> Zadania do wykonania:
a - Przepisz bez zmian fragment tekstu o homilii papieża do wolontariuszy. Zacznij od słów "EPA/RICCARDO ANTIMIANI", a zakończ po słowach "Michael Czerny SJ.".
b - Kto według tekstu o homilii papieża do wolontariuszy odczytał przygotowany przez Franciszka tekst?

> Podany tekst:
-*-
EPA/RICCARDO ANTIMIANI
Papież do wolontariuszy: wasze poświęcenie budzi nadzieję w całym społeczeństwie
„Naśladując Jezusa służycie bliźniemu, nie wyręczając się bliźnim. Na ulicach i w domach, u boku chorych, cierpiących, uwięzionych, z młodymi i starszymi, wasze poświęcenie budzi nadzieję w całym społeczeństwie” – stwierdził Franciszek w homilii na Mszę św. uroczystości jubileuszowych wolontariatu. Przygotowany przez niego tekst odczytał prefekt Dykasterii do spraw Służby Integralnemu Rozwojowi Człowieka, kard. Michael Czerny SJ.
-*-
> Pokazane rekordy:
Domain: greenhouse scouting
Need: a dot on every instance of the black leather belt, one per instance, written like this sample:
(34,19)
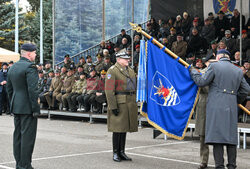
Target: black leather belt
(124,93)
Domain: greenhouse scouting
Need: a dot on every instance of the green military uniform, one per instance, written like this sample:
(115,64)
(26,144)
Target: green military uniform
(54,90)
(200,122)
(66,90)
(99,66)
(120,87)
(22,88)
(76,91)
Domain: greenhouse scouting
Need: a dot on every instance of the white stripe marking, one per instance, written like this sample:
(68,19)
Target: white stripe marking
(99,152)
(167,159)
(5,167)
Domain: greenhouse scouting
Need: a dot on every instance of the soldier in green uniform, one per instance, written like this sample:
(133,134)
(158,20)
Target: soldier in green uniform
(77,89)
(54,90)
(120,87)
(67,85)
(99,63)
(22,89)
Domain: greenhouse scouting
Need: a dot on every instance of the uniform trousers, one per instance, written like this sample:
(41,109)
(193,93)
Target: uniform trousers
(24,139)
(218,151)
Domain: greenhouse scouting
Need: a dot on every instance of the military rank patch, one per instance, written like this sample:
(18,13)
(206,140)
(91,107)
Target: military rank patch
(108,76)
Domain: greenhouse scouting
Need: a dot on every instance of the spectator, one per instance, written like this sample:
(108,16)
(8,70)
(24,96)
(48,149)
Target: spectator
(88,66)
(4,103)
(54,90)
(123,35)
(211,53)
(230,43)
(195,43)
(99,63)
(89,94)
(222,45)
(107,63)
(186,24)
(172,37)
(81,62)
(46,88)
(208,31)
(235,23)
(151,31)
(211,17)
(116,49)
(196,26)
(178,24)
(164,30)
(77,89)
(179,47)
(100,96)
(66,88)
(245,45)
(236,58)
(221,24)
(124,43)
(67,61)
(80,70)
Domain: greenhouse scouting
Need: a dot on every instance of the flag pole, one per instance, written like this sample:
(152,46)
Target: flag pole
(139,30)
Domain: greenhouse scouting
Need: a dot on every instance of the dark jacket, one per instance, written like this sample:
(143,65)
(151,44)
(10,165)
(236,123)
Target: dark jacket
(227,87)
(22,87)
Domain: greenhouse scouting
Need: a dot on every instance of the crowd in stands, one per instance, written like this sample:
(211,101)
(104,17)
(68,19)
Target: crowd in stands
(76,86)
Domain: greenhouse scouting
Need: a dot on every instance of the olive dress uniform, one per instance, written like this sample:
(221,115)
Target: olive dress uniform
(66,90)
(22,89)
(120,87)
(54,90)
(76,91)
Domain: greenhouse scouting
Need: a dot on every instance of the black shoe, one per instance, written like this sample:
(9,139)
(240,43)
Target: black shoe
(116,157)
(124,156)
(202,166)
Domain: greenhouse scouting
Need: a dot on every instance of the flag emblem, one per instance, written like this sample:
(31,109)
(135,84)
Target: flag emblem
(163,92)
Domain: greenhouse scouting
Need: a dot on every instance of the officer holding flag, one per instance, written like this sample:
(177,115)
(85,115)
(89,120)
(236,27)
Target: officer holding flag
(120,86)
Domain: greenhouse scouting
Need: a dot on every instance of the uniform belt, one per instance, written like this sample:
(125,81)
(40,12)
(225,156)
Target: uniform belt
(124,93)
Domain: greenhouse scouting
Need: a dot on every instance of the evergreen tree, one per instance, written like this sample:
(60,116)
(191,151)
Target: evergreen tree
(7,25)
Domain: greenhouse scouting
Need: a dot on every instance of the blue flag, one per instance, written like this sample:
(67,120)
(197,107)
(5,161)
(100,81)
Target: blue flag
(141,93)
(171,94)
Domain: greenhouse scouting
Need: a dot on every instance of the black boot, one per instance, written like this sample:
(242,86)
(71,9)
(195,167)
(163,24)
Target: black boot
(122,147)
(116,156)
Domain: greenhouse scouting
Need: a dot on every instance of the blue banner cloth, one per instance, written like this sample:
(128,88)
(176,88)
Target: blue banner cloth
(141,93)
(171,93)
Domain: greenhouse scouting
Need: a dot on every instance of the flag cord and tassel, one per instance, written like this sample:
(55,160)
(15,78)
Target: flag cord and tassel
(139,30)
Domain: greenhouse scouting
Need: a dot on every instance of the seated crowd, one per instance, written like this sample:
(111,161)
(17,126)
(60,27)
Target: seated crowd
(76,86)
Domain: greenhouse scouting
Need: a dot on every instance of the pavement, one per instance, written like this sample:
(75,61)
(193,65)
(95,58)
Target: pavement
(73,143)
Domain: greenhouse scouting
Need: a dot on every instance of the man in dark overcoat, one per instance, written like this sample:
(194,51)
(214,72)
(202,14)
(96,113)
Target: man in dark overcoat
(227,87)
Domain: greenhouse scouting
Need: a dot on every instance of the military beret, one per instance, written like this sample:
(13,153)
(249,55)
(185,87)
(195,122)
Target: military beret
(51,71)
(6,64)
(103,72)
(28,47)
(123,55)
(92,69)
(213,42)
(244,31)
(223,51)
(80,66)
(88,56)
(221,12)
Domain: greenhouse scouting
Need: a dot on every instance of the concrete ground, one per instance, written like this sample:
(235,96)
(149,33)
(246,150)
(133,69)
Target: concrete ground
(75,144)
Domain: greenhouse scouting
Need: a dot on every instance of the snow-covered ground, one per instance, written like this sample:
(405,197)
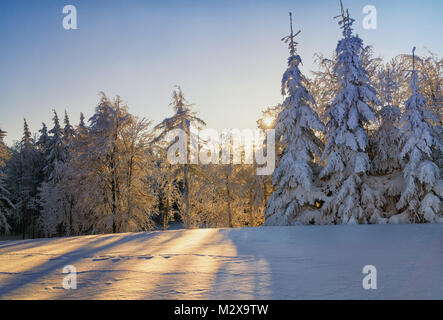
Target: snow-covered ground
(319,262)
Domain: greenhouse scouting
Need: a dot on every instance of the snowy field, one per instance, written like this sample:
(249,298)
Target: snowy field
(321,262)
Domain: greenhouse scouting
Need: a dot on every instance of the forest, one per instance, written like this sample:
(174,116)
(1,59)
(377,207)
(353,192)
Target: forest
(358,141)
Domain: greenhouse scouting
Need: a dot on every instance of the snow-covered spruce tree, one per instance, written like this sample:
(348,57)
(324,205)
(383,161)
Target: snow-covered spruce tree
(68,132)
(6,205)
(56,212)
(347,140)
(381,189)
(386,139)
(24,176)
(182,119)
(294,189)
(421,198)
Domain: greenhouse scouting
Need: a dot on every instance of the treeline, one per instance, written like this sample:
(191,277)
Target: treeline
(110,173)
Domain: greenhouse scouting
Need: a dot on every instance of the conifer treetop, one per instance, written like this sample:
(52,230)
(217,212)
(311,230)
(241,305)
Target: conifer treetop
(346,21)
(290,38)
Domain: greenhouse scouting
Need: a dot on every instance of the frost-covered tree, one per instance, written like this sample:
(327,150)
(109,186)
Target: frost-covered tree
(386,139)
(68,131)
(421,197)
(182,119)
(347,140)
(56,148)
(43,140)
(111,170)
(24,177)
(6,205)
(295,129)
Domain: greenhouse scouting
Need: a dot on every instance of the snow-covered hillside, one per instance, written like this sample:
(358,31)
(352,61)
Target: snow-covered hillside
(319,262)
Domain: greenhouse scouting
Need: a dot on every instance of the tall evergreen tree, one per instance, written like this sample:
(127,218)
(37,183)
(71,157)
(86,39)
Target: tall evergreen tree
(420,199)
(347,140)
(296,123)
(182,119)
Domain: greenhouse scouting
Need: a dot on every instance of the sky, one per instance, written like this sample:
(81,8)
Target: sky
(226,55)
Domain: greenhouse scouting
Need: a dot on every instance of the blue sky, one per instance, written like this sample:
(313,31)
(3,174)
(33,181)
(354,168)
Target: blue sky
(226,55)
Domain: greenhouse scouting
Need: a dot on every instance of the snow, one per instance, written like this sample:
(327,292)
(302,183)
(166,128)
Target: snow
(302,262)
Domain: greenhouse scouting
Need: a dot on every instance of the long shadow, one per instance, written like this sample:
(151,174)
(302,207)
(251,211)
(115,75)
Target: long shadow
(69,258)
(247,276)
(32,243)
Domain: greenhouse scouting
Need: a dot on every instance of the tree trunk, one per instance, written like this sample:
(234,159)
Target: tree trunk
(228,192)
(186,195)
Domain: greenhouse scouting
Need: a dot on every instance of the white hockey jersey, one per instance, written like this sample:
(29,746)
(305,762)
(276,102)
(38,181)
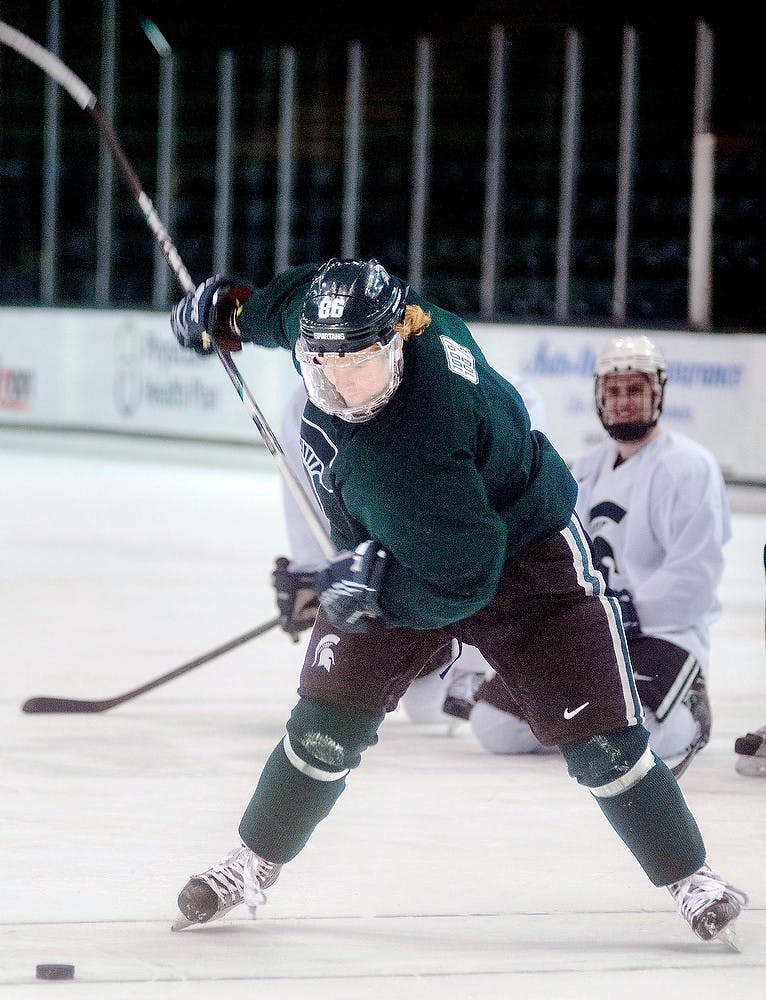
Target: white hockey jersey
(659,522)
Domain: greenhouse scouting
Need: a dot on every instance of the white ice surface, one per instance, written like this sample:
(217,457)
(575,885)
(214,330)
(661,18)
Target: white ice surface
(443,872)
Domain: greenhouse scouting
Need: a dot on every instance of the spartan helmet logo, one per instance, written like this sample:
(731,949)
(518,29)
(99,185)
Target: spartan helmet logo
(324,655)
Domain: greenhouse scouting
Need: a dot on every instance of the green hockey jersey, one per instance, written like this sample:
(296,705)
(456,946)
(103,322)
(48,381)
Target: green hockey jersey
(447,477)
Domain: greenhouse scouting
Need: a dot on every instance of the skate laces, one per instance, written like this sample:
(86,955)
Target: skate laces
(226,877)
(695,894)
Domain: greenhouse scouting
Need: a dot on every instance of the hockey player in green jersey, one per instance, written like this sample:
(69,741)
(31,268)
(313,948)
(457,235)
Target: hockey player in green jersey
(452,519)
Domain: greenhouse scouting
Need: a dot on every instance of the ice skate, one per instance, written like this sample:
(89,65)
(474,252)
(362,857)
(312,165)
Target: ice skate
(697,702)
(751,754)
(709,905)
(240,877)
(461,693)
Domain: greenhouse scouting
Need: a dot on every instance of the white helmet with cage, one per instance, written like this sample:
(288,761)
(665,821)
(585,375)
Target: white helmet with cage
(628,355)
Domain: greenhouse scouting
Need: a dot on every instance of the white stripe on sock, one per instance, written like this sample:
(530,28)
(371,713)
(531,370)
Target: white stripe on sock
(640,769)
(308,769)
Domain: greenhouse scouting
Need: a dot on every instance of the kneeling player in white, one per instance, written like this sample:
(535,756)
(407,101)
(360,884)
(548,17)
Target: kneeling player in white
(654,504)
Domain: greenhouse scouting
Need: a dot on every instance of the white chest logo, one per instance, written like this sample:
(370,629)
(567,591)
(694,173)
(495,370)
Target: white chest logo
(324,655)
(460,360)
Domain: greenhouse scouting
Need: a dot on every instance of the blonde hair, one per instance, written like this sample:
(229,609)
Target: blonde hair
(413,323)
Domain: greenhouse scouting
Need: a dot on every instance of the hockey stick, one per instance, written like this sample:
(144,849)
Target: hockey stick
(86,99)
(49,704)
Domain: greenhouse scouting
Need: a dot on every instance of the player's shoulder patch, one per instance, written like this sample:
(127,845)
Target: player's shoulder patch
(459,359)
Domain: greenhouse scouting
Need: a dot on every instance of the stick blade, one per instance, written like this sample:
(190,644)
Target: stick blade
(48,705)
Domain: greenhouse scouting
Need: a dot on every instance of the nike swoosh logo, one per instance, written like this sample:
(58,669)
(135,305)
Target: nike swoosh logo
(570,713)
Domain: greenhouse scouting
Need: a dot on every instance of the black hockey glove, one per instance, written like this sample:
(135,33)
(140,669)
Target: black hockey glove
(297,598)
(349,584)
(210,313)
(630,621)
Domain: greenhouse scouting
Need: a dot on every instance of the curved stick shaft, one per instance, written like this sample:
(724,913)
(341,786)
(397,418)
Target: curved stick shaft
(47,704)
(85,98)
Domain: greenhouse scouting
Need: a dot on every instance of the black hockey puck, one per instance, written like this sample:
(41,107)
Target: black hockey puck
(54,971)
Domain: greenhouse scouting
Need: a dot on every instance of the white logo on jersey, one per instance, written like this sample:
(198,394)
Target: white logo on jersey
(570,713)
(460,360)
(324,655)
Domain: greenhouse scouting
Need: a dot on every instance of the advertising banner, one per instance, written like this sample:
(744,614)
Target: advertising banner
(122,371)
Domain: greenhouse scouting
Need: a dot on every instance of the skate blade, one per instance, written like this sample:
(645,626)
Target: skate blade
(728,936)
(181,923)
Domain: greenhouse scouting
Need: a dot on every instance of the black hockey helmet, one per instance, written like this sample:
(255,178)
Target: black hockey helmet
(350,305)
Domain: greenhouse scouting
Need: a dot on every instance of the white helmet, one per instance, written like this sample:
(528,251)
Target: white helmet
(622,356)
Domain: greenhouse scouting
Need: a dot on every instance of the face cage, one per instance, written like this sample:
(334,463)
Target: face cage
(634,430)
(324,395)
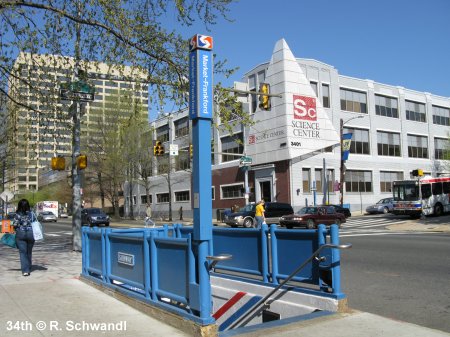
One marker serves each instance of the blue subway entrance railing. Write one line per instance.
(158, 265)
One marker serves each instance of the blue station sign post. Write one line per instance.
(201, 114)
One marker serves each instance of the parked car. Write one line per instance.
(63, 214)
(340, 209)
(311, 217)
(246, 216)
(47, 216)
(385, 206)
(94, 217)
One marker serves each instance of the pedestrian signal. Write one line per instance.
(158, 149)
(264, 99)
(82, 161)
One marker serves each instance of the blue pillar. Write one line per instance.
(201, 113)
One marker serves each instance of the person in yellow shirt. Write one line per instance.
(259, 214)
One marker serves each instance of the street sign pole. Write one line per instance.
(200, 112)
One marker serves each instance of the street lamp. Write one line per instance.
(341, 180)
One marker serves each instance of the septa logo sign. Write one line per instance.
(305, 108)
(201, 41)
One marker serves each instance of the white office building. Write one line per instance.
(295, 144)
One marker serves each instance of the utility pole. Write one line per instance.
(76, 117)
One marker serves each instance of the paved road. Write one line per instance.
(404, 277)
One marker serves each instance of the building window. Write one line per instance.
(417, 146)
(318, 179)
(358, 181)
(162, 198)
(441, 116)
(144, 199)
(232, 191)
(386, 179)
(306, 177)
(441, 149)
(330, 180)
(315, 88)
(415, 111)
(326, 95)
(353, 101)
(386, 106)
(182, 196)
(181, 127)
(388, 144)
(162, 133)
(232, 144)
(360, 141)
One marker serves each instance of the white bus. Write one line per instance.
(433, 198)
(51, 206)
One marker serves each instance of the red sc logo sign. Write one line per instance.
(305, 108)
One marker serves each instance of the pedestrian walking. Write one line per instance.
(259, 214)
(148, 211)
(24, 234)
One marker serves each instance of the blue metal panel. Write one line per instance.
(244, 244)
(95, 250)
(131, 245)
(173, 265)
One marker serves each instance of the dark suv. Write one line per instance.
(94, 217)
(246, 216)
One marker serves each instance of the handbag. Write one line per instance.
(38, 233)
(9, 240)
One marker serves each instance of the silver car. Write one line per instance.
(47, 216)
(385, 206)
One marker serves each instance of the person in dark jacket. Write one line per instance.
(24, 234)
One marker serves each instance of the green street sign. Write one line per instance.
(77, 91)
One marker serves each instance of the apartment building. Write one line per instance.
(45, 130)
(295, 145)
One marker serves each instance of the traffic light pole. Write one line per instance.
(76, 181)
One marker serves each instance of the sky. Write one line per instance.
(396, 42)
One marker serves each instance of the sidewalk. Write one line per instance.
(54, 302)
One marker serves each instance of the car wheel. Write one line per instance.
(248, 223)
(438, 210)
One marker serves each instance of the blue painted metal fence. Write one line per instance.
(158, 265)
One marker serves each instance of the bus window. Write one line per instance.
(426, 191)
(446, 186)
(437, 188)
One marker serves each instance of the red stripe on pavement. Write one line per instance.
(232, 301)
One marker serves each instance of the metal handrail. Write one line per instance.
(274, 290)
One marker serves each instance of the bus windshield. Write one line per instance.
(406, 192)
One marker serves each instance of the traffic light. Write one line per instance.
(158, 149)
(82, 161)
(417, 173)
(264, 99)
(58, 163)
-*-
> Wyniki:
a -
EPA/RICCARDO ANTIMIANI
Papież do wolontariuszy: wasze poświęcenie budzi nadzieję w całym społeczeństwie
„Naśladując Jezusa służycie bliźniemu, nie wyręczając się bliźnim. Na ulicach i w domach, u boku chorych, cierpiących, uwięzionych, z młodymi i starszymi, wasze poświęcenie budzi nadzieję w całym społeczeństwie” – stwierdził Franciszek w homilii na Mszę św. uroczystości jubileuszowych wolontariatu. Przygotowany przez niego tekst odczytał prefekt Dykasterii do spraw Służby Integralnemu Rozwojowi Człowieka, kard. Michael Czerny SJ.

b - Odczytał go prefekt Dykasterii do spraw Służby Integralnemu Rozwojowi Człowieka, kard. Michael Czerny SJ.